* **EXERCISE**
Please go line by line through the material and copy each one containing the word "city".

* **RECORDS FOR THE TASK**
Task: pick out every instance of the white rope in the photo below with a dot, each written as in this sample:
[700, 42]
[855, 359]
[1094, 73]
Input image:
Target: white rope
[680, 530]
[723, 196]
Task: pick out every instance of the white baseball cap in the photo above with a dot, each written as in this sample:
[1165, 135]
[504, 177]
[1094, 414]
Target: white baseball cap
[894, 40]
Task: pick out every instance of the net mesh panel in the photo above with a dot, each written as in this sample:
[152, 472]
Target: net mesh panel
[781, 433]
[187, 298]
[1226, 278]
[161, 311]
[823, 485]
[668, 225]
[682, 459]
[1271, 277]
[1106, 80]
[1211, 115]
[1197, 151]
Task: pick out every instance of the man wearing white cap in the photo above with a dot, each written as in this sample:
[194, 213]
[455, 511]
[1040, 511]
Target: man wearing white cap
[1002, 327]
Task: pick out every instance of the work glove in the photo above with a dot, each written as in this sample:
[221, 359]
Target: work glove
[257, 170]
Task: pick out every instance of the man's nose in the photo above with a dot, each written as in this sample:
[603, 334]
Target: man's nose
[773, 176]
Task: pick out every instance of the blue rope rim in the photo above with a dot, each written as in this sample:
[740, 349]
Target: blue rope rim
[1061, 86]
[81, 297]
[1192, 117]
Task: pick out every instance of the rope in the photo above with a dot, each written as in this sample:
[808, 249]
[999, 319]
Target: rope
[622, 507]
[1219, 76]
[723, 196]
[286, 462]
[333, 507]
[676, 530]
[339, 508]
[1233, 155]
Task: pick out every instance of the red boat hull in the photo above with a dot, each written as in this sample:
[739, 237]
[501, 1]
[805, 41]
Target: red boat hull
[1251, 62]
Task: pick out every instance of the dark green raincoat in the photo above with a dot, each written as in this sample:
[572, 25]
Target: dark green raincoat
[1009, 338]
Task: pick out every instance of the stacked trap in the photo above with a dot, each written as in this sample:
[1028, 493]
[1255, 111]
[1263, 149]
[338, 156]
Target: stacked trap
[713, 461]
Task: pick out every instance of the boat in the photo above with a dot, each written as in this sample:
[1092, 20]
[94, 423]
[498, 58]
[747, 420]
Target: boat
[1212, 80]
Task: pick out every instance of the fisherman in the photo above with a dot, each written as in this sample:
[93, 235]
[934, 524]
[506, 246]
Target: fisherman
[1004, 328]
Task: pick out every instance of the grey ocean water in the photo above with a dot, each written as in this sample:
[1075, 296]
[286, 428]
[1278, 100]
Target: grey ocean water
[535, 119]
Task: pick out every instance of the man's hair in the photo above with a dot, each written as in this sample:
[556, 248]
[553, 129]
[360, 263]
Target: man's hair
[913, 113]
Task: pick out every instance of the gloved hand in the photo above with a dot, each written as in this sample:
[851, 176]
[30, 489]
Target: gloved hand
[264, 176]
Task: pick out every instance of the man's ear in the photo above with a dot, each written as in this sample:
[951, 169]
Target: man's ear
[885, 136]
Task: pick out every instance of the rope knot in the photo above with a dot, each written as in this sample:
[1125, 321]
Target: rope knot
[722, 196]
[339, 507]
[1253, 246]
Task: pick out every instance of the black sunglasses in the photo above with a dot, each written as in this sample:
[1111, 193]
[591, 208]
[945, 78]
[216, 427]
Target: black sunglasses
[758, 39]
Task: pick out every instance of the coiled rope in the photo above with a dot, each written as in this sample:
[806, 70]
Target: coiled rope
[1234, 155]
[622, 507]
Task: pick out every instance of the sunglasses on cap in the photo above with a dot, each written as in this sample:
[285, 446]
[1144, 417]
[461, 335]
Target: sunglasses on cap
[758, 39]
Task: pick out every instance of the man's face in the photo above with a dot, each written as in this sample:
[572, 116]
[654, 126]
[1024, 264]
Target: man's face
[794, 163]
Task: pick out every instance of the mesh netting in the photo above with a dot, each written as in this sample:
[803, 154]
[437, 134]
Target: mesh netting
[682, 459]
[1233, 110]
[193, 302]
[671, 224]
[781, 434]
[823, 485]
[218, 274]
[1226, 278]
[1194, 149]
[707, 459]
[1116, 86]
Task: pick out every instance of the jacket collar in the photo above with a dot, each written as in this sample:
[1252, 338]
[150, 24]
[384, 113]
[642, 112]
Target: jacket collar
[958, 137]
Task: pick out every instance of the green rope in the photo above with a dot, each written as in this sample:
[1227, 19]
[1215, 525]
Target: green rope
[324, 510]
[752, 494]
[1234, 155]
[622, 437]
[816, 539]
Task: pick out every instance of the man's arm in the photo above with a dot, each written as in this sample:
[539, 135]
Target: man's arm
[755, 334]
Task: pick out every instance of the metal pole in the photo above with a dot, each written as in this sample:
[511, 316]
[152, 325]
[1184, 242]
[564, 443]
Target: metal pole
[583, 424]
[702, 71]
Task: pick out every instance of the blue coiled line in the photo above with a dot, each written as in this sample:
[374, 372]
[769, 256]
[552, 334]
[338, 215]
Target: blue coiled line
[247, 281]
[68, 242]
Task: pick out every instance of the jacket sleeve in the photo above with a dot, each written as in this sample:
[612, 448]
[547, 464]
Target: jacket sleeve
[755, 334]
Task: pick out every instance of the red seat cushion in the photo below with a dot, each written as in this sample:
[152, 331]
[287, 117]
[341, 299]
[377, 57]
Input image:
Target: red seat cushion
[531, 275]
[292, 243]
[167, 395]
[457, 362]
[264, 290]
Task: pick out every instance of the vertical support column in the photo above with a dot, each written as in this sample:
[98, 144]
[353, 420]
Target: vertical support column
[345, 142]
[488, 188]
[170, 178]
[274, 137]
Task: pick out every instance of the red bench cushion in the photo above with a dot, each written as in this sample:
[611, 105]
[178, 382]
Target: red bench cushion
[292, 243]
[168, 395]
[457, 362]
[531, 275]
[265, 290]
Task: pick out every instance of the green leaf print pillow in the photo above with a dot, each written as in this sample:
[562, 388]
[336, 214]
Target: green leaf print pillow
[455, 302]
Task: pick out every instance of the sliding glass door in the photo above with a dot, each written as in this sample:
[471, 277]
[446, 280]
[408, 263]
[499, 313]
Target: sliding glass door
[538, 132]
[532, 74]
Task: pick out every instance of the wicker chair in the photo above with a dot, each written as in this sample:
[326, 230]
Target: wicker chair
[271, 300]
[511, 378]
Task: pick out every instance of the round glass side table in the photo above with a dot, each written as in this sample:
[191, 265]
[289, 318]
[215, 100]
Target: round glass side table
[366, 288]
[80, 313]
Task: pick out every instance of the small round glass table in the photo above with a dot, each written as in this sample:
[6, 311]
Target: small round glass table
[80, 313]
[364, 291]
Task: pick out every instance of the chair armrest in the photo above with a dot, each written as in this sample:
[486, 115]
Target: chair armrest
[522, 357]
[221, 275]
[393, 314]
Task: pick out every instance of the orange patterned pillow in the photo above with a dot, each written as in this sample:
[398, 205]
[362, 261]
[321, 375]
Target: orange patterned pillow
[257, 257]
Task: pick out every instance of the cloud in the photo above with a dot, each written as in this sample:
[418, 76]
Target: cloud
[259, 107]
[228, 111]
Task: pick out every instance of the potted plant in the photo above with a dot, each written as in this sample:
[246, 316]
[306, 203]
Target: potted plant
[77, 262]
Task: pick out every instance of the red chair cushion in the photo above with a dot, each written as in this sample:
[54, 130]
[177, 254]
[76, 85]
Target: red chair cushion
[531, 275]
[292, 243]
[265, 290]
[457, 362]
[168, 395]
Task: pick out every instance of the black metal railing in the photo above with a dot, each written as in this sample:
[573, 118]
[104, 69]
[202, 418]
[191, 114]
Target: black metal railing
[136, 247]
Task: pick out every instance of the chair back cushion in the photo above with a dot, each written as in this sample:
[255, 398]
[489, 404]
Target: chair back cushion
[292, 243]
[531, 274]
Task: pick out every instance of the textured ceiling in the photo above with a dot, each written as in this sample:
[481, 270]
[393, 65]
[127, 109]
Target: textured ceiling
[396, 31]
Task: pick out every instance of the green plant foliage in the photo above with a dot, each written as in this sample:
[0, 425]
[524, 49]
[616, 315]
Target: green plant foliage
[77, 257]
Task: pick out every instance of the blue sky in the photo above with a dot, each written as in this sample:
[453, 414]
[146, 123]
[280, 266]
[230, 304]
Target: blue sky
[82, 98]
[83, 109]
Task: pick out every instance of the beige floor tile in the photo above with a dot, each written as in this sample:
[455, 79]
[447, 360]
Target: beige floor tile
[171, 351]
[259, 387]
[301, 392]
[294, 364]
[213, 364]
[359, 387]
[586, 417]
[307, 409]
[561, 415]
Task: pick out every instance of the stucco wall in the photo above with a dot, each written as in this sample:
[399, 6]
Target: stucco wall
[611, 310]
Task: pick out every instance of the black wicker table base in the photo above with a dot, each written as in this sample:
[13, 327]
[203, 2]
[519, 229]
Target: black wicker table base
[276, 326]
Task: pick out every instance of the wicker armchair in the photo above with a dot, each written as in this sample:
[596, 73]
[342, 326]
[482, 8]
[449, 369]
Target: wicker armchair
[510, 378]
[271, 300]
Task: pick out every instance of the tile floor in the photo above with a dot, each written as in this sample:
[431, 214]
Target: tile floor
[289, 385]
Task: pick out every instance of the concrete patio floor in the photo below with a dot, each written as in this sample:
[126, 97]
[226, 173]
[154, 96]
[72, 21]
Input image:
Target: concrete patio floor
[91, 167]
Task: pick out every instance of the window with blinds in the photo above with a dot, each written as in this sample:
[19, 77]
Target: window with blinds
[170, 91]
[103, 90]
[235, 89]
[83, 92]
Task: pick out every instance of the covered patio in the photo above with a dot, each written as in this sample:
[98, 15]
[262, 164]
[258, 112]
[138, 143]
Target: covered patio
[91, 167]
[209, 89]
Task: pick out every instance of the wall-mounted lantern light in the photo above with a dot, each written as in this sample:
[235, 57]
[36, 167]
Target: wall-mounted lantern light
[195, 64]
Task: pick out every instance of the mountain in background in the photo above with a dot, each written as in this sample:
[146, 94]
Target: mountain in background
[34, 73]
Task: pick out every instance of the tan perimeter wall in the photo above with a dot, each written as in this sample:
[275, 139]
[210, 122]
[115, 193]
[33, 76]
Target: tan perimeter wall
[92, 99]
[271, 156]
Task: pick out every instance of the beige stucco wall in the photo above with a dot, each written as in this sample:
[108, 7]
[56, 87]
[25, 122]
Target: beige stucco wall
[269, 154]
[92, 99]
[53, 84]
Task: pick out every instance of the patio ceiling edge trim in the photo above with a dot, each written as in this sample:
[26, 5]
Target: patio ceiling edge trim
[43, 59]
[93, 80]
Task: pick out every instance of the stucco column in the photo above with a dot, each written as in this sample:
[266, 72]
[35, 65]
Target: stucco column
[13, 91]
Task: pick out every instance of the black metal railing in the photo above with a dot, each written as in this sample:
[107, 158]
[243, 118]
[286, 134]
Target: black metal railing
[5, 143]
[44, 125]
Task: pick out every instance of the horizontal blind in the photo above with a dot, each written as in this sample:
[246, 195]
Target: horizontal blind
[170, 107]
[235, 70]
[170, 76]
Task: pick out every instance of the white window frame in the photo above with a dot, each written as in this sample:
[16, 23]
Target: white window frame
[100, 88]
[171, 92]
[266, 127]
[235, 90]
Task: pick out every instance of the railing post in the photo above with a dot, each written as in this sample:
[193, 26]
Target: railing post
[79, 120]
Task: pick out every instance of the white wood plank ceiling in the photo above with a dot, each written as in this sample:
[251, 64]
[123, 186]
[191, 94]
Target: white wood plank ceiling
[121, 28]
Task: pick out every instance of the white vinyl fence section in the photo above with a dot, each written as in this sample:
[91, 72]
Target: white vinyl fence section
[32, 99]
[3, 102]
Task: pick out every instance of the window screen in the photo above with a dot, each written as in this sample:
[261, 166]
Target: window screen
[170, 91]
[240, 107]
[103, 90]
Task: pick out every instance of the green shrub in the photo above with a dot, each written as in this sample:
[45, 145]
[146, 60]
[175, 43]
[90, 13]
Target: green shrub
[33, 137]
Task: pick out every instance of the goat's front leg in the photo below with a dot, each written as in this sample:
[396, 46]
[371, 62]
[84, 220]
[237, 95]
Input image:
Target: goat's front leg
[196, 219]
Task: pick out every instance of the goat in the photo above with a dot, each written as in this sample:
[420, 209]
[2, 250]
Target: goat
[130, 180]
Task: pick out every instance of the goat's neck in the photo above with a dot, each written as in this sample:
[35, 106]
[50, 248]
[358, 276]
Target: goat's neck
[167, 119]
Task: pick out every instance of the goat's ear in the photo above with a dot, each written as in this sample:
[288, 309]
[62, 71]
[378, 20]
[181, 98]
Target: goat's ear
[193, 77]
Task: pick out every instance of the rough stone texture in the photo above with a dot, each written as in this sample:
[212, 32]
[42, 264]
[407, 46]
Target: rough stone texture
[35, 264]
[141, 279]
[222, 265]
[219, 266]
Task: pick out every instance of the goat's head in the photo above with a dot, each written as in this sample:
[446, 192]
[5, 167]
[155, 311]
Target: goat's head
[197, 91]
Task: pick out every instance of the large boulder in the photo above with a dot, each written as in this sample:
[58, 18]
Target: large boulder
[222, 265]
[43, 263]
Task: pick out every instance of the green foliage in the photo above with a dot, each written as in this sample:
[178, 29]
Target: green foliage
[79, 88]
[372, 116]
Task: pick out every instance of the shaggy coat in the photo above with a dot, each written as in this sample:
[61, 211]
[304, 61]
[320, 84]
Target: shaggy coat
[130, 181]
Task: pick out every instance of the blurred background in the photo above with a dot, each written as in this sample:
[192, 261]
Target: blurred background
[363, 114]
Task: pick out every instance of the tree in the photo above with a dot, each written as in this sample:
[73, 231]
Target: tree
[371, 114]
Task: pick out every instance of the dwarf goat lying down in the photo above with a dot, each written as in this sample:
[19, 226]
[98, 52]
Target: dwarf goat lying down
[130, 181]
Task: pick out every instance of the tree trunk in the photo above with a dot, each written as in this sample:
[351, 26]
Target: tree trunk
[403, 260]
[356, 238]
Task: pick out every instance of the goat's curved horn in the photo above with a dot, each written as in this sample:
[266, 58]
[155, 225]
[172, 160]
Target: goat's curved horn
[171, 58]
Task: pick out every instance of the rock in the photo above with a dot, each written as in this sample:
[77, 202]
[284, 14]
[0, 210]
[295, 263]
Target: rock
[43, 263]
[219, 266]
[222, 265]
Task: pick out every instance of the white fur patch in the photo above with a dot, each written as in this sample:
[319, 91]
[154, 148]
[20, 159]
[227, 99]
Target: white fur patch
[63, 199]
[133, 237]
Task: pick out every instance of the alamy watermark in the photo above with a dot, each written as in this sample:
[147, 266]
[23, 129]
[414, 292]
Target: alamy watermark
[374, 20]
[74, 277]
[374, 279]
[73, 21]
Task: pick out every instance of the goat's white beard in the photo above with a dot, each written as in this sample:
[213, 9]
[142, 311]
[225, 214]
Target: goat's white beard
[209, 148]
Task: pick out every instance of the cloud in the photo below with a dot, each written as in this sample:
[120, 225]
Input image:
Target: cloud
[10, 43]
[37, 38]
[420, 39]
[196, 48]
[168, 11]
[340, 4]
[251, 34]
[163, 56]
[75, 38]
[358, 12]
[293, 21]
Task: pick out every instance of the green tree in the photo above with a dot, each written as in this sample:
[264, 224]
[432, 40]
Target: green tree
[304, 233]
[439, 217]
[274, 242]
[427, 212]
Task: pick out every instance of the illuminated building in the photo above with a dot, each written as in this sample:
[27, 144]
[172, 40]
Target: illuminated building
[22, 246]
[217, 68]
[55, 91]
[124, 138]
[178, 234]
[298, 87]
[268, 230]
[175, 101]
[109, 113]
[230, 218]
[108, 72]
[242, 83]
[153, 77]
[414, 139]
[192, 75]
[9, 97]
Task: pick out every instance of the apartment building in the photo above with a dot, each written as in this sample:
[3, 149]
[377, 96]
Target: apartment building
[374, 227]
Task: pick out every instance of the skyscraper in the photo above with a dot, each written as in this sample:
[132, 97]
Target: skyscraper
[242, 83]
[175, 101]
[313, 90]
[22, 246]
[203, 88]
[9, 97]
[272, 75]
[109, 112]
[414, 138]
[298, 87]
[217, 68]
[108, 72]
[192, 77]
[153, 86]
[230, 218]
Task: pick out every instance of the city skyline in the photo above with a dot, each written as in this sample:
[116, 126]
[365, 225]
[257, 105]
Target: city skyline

* **RESPONSE TO THIS EXERCISE**
Task: pick out every instance of the city skyline in the photo above with a dot, each written as in this sample:
Target: city skyline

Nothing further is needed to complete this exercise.